- **Estratto del documento**:
######

Sul clima delle nostre latitudini gli effetti saranno: una temperatura più alta nelle zone continentali e nelle Alpi, un aumento degli episodi di afa estiva e del numero di giorni privi di gelo. Per le Alpi i modelli indicano una tendenza alla diminuzione di precipitazioni in estate e ad un aumento in inverno; la copertura nevosa continuerà a diminuire e i ghiacciai continueranno a sciogliersi. A questo proposito W. Haeberli fa notare, nel documento dell'OcCC, che in alta quota il ghiaccio reagisce in modo molto marcato ai cambiamenti climatici, come dimostra la storia dei nostri ghiacciai. Anche il permafrost, (porzione di suolo permanentemente gelata), sembra essere coinvolto dal fenomeno: la temperatura delle porzioni sommitali delle montagne d'Europa sarebbe aumentata di circa 1 °C in un secolo. Le previsioni indicherebbero, con il riscaldamento climatico, un innalzamento del limite delle nevi persistenti di circa 200 m. Ciò vorrebbe dire che una gran porzione dei ghiacciai attuali si troverebbe esposta alla fusione e vaste superfici di versante sarebbero interessate dallo scioglimento del permafrost. Sempre Haeberli fa notare che "questo scenario prevede uno spostamento spaziale del rischio di colate di fango e di cadute di ghiaccio in alta montagna e un aumento dell'estensione stagionale del rischio di piena dei corsi d'acqua". A ciò va aggiunto, a lungo termine, l'incremento del rischio di instabilità dei versanti rocciosi, "liberati" dalla pressione delle masse glaciali in regresso. Le precipitazioni nevose dovrebbero diminuire a vantaggio delle piogge; conseguentemente le portate dei fiumi dovrebbero aumentare in inverno, tradizionalmente il periodo di magra nelle Alpi. In estate, invece, le portate diminuirebbero per effetto della minor quantità di neve e ghiaccio in fusione; anche le sorgenti dovrebbero diminuire il loro livello. Anche le zone umide e le torbiere subiranno un abbassamento del livello delle acque e un periodo di secca prolungato.
Il realizzarsi di simili condizioni potrebbe avere un effetto dirompente sul turismo invernale sia per i fenomeni di instabilità idrogeologica sia per il ricorso sistematico all'innevamento programmato (se le temperature lo consentiranno) con un incremento molto significativo dei consumi idrici e dei costi energetici; la trasformazione del paesaggio invernale rischia inoltre di essere poco gradita ai turisti. Una risposta a queste prospettive va indagata fin da ora attraverso la ricerca di modelli di offerta diversificata per il turismo invernale.

######

- **Righe di dati**:
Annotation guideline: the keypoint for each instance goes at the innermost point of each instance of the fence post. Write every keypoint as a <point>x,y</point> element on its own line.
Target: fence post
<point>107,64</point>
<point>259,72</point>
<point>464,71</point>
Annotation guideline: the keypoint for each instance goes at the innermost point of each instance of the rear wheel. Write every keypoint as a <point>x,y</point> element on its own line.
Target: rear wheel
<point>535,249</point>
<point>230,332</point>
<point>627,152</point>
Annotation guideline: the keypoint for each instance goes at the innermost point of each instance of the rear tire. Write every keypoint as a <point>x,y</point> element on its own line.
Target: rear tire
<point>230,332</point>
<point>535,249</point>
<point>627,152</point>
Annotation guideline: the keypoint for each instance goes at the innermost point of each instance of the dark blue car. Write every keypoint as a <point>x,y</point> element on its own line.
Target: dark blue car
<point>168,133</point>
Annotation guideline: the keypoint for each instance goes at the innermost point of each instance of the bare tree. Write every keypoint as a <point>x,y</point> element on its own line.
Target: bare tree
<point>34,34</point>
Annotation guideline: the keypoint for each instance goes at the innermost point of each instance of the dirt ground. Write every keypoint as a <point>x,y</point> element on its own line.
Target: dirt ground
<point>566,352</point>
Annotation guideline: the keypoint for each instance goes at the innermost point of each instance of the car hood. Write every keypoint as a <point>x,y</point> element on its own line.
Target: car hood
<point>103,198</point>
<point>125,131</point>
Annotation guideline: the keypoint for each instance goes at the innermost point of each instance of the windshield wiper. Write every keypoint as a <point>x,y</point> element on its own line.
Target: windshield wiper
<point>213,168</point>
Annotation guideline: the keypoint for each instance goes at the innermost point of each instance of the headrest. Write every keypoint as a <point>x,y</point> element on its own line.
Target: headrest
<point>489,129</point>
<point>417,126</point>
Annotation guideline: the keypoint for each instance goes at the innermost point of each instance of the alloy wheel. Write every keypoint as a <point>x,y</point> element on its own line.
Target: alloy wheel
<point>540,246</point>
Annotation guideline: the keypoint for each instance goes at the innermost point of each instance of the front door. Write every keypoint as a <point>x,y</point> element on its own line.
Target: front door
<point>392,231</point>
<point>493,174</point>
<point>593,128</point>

######

- **Compiti da svolgere**:
a: Secondo il brano sul clima alpino, di quanto si innalzerebbe il limite delle nevi persistenti con il riscaldamento climatico?
b: Riprenda il brano sul clima alpino a partire dall'ultima frase riportata e ne scriva il seguito.

- **Risultati dell'esercizio**:
a: Di circa 200 m.

b:
Ancora poco chiari sono i possibili effetti che la maggior disponibilità di acqua allo stato liquido potrebbe avere sull'agricoltura alpina. Se da un lato le possibilità di irrigazione potranno aumentare, (sempre che la riduzione delle portate estive dei corsi d'acqua e delle sorgenti lo consentano), dall'altro la richiesta di acqua aumenterà in conseguenza della maggior traspirazione dovuta al riscaldamento e a una maggiore crescita legata alle concentrazioni più elevate di anidride carbonica.
Tutti i modelli previsionali indicano infine che gli effetti dell'aumento dei gas serra perdureranno a lungo anche quando saremo riusciti a stabilizzare e quindi ridurre le emissioni; dovremo quindi pensare di organizzare la nostra vita non "malgrado" il riscaldamento climatico ma "insieme a" questo.
Quanto brevemente detto sui possibili effetti del cambiamento climatico pone in evidenza la necessità di aumentare le informazioni riguardanti l'evoluzione del fenomeno e soprattutto approfondire l'analisi dei suoi effetti sul nostro territorio e sulla nostra economia; a questo proposito la collaborazione tra autorità politiche e mondo scientifico è essenziale. La definizione di modelli previsionali locali e di strategie tendenti a minimizzare gli inconvenienti attesi è proprio il terreno su cui potranno dialogare questi due mondi. È infatti fondamentale, oltre a contribuire in quanto parte del mondo industrializzato alla riduzione delle emissioni di gas serra, cercare di adottare tutte le misure opportune per riuscire a gestire il fenomeno in modo da ridurre i danni possibili e cercare di costruire un nuovo rapporto di equilibrio con il territorio che cambia.

nota 1- L'albedo è la capacità terrestre di assorbire la radiazione solare, ossia il rapporto tra l'energia raggiante incidente e quella nuovamente riflessa nello spazio.

Bibliografia
IPCC, 2002 - Climate Change 2001: Synthesis Report. Cambridge University Press, Cambridge, U.K.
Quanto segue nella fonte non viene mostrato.